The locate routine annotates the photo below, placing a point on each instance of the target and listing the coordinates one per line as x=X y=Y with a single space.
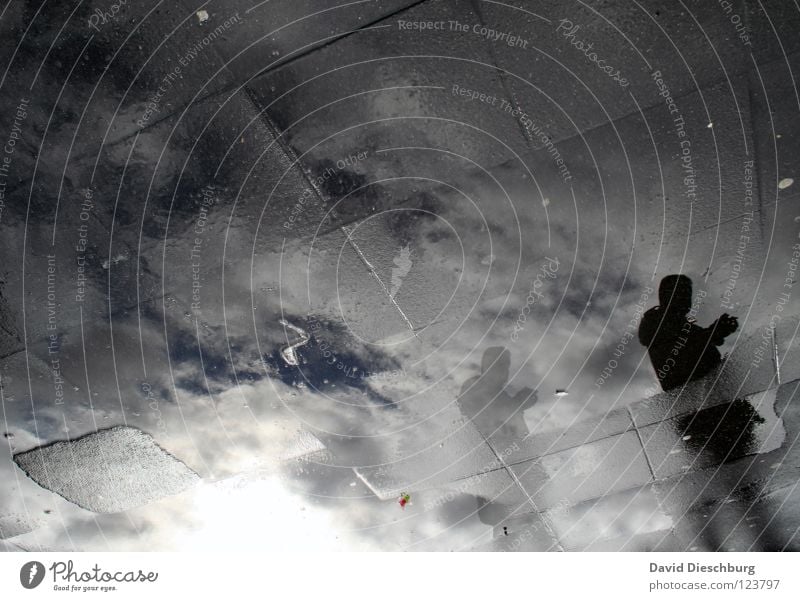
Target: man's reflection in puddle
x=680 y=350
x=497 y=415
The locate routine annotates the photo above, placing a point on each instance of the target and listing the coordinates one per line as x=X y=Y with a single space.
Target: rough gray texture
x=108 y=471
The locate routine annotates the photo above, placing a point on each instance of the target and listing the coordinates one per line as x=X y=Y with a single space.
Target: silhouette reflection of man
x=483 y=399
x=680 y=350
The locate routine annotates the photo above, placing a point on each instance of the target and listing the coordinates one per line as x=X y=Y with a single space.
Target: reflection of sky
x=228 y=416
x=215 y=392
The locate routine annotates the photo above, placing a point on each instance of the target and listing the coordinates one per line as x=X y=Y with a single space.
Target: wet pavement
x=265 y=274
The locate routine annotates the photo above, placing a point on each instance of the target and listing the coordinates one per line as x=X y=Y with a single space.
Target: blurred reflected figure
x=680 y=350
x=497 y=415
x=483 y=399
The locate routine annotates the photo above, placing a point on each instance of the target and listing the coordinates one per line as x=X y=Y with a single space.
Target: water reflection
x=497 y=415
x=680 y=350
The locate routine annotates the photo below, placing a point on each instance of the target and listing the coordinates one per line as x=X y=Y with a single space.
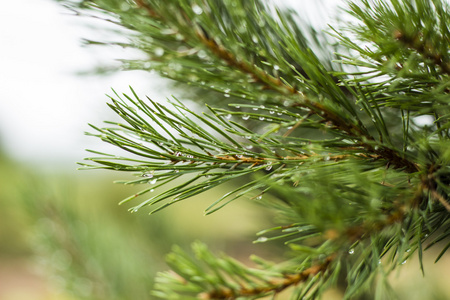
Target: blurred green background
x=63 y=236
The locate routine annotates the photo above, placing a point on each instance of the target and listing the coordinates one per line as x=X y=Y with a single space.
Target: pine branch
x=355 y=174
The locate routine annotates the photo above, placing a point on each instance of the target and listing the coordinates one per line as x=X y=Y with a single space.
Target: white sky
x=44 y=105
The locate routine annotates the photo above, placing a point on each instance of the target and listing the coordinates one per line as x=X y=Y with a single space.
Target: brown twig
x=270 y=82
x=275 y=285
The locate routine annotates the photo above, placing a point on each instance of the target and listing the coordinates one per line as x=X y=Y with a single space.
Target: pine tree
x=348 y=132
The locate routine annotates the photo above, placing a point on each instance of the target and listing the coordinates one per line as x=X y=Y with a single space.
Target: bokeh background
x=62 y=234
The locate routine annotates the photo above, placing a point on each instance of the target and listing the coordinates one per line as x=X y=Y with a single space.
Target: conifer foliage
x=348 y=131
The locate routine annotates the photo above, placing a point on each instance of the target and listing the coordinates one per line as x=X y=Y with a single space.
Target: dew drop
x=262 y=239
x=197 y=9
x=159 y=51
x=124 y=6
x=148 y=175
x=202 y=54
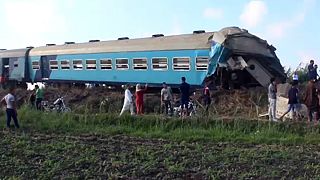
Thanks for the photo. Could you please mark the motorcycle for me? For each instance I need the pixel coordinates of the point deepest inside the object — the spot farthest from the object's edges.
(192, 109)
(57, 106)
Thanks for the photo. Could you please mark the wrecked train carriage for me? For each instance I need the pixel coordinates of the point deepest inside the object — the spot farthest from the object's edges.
..............................
EXERCISE OBJECTIVE — Every line of the material must be returned verbatim, and pictures must be left behind.

RESULT OF THE EXERCISE —
The locate routine annotates the photo below, placing a point on each instance of the target and listing the coordinates one per line as x=X y=Y with a single space.
Target: man's reflection in puddle
x=680 y=350
x=497 y=415
The locate routine annotates the photo above, placing a point on each instance of the target and listing the coordinates one per line as x=X y=Y with a single space.
Target: rough gray texture
x=108 y=471
The locate routine annotates the photo above, placing a point on each instance of the target and listing the coordinates one per line as x=X y=Y with a single space.
Target: silhouette reflection of man
x=483 y=399
x=680 y=350
The locate routine annotates the photo above, placing a point on each instance of the target and listing the coordinates one per line as x=X y=Y with a single space.
Target: reflection of sky
x=228 y=416
x=215 y=392
The locate routine annotates the photo above, placing a point on each instance of the target and listing the coordinates one per line as x=X y=Y with a single space.
Target: wet pavement
x=265 y=274
The locate routine annotates the photo above, placing a point on each instance of the target and listing the coordinates one per line as x=X y=Y with a single space.
Target: blurred reflected figure
x=680 y=350
x=497 y=415
x=483 y=399
The locate routine annotates the photo above, placing a point on each instance of the target and listing the coordinates one per line as x=X y=Y with a single space.
Target: water reflection
x=497 y=415
x=680 y=350
The locate routine annotates the photo below, placing a point on each instance of the target and listing the coordinates one per line as x=X y=Y with a single space.
Target: blurred green background
x=63 y=236
The locate routine annotates the photo above, placing a point on each instance of the target and listing the coordinates one per line as x=X y=Y with a single space.
Target: pine branch
x=355 y=174
The locate routine annotates the photo above, placing a point on each instance of the target and listing the coordinates one per line as x=X y=Y with a single space.
Target: white sky
x=44 y=105
The locate routine annotates the photo above, placing a point on each instance of the target and listing the coordinates one per line as x=X y=Y with a single space.
Target: brown twig
x=270 y=82
x=275 y=285
The locate routine annotates the photo above, placing a point on each instance of the target and listing the coordinates one per line as x=X y=Y with a single space.
Target: pine tree
x=348 y=132
The locate routine annotates the photo above, placing a point on each instance of the target and listing the coordinates one per line as x=X y=Y with a single space.
Target: bokeh background
x=62 y=234
The locate routine annotates the photo above, placing a point on each instance of the target and listing the coordinates one per line as x=X y=Y with a single space.
Target: conifer foliage
x=348 y=131
The locate routine annotates the photo above, placing a point on each instance of the target and listing the coordinates one per line as x=X y=Y with a single space.
Target: dew drop
x=262 y=239
x=197 y=9
x=159 y=51
x=124 y=6
x=148 y=175
x=202 y=54
Thanks for the photo. Could you please mark the motorcycle for me? For each instance I need the pixel coordinates of the point deepest inside the object — the spot farthest from the object's edges.
(192, 109)
(57, 106)
Thanks for the photo. Could you please mark the wrecked train carriage for me? For each instance I need the pixel coordinates of the point deepest inside the object — the spot farthest from the object's edges.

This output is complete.